▶ [PROVIDED INFORMATION]
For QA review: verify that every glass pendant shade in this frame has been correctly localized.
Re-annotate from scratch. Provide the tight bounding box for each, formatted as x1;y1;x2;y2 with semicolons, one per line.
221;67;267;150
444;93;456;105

---

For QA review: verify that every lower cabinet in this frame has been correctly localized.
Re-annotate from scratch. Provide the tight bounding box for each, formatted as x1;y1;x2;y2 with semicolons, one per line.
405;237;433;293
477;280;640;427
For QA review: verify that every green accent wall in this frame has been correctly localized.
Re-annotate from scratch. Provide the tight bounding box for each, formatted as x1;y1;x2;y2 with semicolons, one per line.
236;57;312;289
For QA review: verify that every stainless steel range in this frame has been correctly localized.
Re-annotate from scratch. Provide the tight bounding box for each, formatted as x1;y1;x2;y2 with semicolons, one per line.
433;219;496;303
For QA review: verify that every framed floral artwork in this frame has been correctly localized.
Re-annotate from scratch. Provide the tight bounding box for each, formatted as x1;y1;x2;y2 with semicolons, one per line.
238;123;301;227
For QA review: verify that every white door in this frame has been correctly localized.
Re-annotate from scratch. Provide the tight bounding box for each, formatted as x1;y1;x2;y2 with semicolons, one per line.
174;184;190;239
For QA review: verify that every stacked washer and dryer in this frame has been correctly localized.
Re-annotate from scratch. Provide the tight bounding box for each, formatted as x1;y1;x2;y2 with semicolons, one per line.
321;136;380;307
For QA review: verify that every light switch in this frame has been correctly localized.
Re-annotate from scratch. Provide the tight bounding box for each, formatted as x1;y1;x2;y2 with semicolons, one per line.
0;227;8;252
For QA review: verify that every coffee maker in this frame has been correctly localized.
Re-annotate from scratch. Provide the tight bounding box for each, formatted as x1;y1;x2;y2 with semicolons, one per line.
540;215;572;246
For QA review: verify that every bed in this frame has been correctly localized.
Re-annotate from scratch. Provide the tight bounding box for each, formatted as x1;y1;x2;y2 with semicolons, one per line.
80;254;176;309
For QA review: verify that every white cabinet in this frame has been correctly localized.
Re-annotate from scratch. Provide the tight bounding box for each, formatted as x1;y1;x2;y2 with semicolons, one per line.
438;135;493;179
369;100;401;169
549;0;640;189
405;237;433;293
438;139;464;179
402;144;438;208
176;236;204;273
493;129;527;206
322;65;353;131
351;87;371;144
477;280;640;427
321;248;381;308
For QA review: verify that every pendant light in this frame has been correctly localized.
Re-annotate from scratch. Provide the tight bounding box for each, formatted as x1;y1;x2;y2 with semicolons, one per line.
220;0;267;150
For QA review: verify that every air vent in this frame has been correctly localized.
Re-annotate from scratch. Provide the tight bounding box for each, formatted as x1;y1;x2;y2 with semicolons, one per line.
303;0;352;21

▶ [DIRECTIONS] List every line of the records above that contains the word "light", copying each such line in full.

▶ [WORKED ANSWER]
For QA review: verify that every light switch in this frame has been correctly localized.
For QA review: verify that every pendant light in this frame has been correctly localized.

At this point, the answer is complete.